'''
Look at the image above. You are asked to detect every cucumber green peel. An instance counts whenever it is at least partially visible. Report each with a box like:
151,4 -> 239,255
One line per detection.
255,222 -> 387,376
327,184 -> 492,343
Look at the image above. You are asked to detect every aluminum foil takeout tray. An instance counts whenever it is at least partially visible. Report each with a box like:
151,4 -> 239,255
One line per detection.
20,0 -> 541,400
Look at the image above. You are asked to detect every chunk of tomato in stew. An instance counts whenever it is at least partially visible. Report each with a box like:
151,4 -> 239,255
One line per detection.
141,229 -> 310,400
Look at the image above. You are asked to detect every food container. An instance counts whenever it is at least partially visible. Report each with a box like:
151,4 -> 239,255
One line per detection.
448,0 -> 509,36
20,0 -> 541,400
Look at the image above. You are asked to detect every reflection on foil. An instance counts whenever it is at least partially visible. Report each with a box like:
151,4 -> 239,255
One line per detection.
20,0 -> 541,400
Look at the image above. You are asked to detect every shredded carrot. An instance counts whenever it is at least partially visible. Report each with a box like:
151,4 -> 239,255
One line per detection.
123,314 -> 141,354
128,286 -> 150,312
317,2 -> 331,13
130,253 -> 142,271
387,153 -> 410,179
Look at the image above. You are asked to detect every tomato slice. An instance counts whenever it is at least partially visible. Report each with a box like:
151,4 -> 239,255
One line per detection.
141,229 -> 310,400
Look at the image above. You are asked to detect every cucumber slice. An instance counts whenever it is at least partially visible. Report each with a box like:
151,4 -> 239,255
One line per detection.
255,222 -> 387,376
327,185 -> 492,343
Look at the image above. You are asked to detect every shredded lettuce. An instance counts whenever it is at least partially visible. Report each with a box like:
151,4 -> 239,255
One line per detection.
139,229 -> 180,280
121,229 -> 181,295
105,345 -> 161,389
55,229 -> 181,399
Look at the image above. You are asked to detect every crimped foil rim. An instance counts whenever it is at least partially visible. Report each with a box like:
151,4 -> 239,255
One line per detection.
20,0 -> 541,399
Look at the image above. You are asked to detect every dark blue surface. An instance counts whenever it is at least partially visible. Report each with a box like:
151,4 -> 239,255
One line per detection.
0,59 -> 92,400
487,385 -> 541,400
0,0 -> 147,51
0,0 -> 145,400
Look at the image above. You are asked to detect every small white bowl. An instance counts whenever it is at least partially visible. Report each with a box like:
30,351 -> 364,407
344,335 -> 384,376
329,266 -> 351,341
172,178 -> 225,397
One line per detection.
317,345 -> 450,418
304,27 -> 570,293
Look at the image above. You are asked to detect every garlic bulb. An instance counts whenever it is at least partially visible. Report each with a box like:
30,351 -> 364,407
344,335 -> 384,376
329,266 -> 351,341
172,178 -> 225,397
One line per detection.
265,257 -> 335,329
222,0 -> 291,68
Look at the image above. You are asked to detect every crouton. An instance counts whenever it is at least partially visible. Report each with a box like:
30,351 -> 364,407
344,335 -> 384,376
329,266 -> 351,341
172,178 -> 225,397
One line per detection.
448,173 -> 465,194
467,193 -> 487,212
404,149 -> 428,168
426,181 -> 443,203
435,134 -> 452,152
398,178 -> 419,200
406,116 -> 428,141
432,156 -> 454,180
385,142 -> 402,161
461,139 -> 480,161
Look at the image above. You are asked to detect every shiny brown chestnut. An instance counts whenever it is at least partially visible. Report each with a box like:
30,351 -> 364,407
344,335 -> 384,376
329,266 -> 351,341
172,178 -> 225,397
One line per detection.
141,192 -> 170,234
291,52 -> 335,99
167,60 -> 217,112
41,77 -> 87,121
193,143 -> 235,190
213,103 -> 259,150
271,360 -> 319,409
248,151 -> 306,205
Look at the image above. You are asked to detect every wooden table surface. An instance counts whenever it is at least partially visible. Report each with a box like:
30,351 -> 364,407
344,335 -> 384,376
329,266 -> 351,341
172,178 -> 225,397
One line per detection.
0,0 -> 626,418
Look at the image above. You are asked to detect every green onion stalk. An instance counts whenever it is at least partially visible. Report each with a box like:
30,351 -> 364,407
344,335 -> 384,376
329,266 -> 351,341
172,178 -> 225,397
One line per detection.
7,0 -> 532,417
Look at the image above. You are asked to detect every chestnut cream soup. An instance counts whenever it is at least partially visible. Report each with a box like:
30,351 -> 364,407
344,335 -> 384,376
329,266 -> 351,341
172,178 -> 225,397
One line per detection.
'''
*Brief*. Render every line of the listing above as a numbered list, omitting any blank lines.

*Exercise output*.
1. Look at the image above. You are asked to detect every cucumber green peel. An instance counts whenever it is at least partially visible. Report each with a box like:
2. 151,4 -> 239,255
3. One line per detection.
4. 255,222 -> 387,376
5. 327,184 -> 492,343
6. Look at the image above. You are asked to detect every aluminum foil takeout tray. An instance counts whenever it is at least partially visible. Report each with a box like:
7. 151,4 -> 239,255
8. One line per detection.
9. 20,0 -> 541,400
10. Look at the image above. You are asked to detect every chunk of tomato in stew. An instance counts whenever it is at least partially visible. Report each with a box like:
11. 151,4 -> 239,255
12. One line per detection.
13. 141,229 -> 310,400
14. Look at the image above. You are asked to detect every food container. An instance counts whenever it is at least partially visible. Report each with a box like:
15. 151,4 -> 239,255
16. One line per detection.
17. 448,0 -> 509,36
18. 20,0 -> 541,400
19. Look at the image above. You are asked to detect every reflection on foil. An instance counts whenever it is at least partially visible. Report each with a box like:
20. 151,4 -> 239,255
21. One line per detection.
22. 20,0 -> 541,400
23. Look at the image above. You are asked to detect every shredded carrot. An instance counts whenever it is at least partially visible. Report each with a box like:
24. 151,4 -> 239,255
25. One line per detection.
26. 123,314 -> 141,354
27. 128,286 -> 150,312
28. 317,2 -> 331,13
29. 130,253 -> 142,271
30. 387,153 -> 410,179
31. Look at the image above. You are asked to detect every tomato slice. An instance counts whenever it is at least partially visible. Report each with a box like:
32. 151,4 -> 239,255
33. One line per detection.
34. 141,229 -> 310,400
35. Look at the image above. You are asked to detect every cucumber slice. An instance counts whenever it is at least partially visible. Report each with a box like:
36. 151,4 -> 239,255
37. One line per detection.
38. 255,222 -> 387,376
39. 327,185 -> 492,343
40. Look at the image above. You are asked to detect every shredded lettuce. An instance counts whenever it is at least partially visible. Report each with a box like:
41. 151,4 -> 239,255
42. One line per detection.
43. 139,229 -> 180,280
44. 121,229 -> 181,295
45. 105,345 -> 161,389
46. 55,229 -> 181,399
47. Look at the image above. You are asked to detect every crimped foil rim. An instance counts whenever it is at least partially visible. Report each with a box like:
48. 151,4 -> 239,255
49. One line per detection.
50. 20,0 -> 541,399
51. Look at the image above. You are asked to detect every dark blue surface. An instance counts whenever it is at least partially visible. Report each with a box like:
52. 151,4 -> 239,255
53. One line per detection.
54. 0,59 -> 92,400
55. 487,385 -> 541,400
56. 0,0 -> 147,51
57. 0,0 -> 145,400
58. Look at the image above. You are asked to detect every small white bowl. An instance counts whenever it is at least partially visible. Report each with a box like:
59. 30,351 -> 364,407
60. 344,335 -> 384,376
61. 329,266 -> 351,341
62. 172,178 -> 225,397
63. One line per detection.
64. 317,345 -> 450,418
65. 304,27 -> 570,293
66. Look at the image above. You are asked to detect every garlic bulb. An instance counts whenever it is at least partially visible. Report each with a box like:
67. 30,351 -> 364,407
68. 344,335 -> 384,376
69. 329,266 -> 351,341
70. 172,178 -> 225,397
71. One line per detection.
72. 265,257 -> 335,329
73. 222,0 -> 291,68
74. Look at the image above. You are asked to detect every crouton. An instance counts whenever it is at least partially visible. Report each with a box like:
75. 30,351 -> 364,407
76. 344,335 -> 384,376
77. 329,266 -> 351,341
78. 172,178 -> 225,397
79. One line per detection.
80. 448,173 -> 465,194
81. 467,193 -> 487,212
82. 404,149 -> 428,168
83. 426,181 -> 443,203
84. 435,134 -> 452,152
85. 398,178 -> 419,200
86. 406,116 -> 428,141
87. 432,156 -> 454,180
88. 385,142 -> 402,161
89. 461,139 -> 480,161
90. Look at the image above. You are asked to detect every shiny brown chestnut. An instance counts whenever it is at least partially visible. Report each with a box like:
91. 30,351 -> 364,407
92. 344,335 -> 384,376
93. 329,266 -> 351,341
94. 172,178 -> 225,397
95. One line per detection.
96. 141,192 -> 170,234
97. 291,52 -> 335,99
98. 167,60 -> 217,112
99. 41,77 -> 87,121
100. 193,143 -> 235,190
101. 213,103 -> 259,150
102. 271,360 -> 319,409
103. 248,151 -> 306,205
104. Look at the image above. You are asked to detect every wooden table surface. An instance counts whenever it is at least partially visible. Report each with a box like:
105. 30,351 -> 364,407
106. 344,335 -> 384,376
107. 329,266 -> 351,341
108. 172,178 -> 225,397
109. One line per detection.
110. 0,0 -> 626,418
111. Look at the image above. You are asked to detect every green onion stalk. An instance counts whenever it is at least partially visible. Report each with a box like:
112. 30,351 -> 364,407
113. 344,335 -> 384,376
114. 329,266 -> 351,341
115. 172,178 -> 225,397
116. One line per detection.
117. 7,0 -> 532,417
118. Look at the image above. You are asked to detect every chestnut cream soup. An instance counts whenever it is at least partially visible. Report each with a box like:
119. 30,351 -> 364,407
120. 344,335 -> 384,376
121. 329,266 -> 351,341
122. 172,178 -> 225,397
123. One line per detection.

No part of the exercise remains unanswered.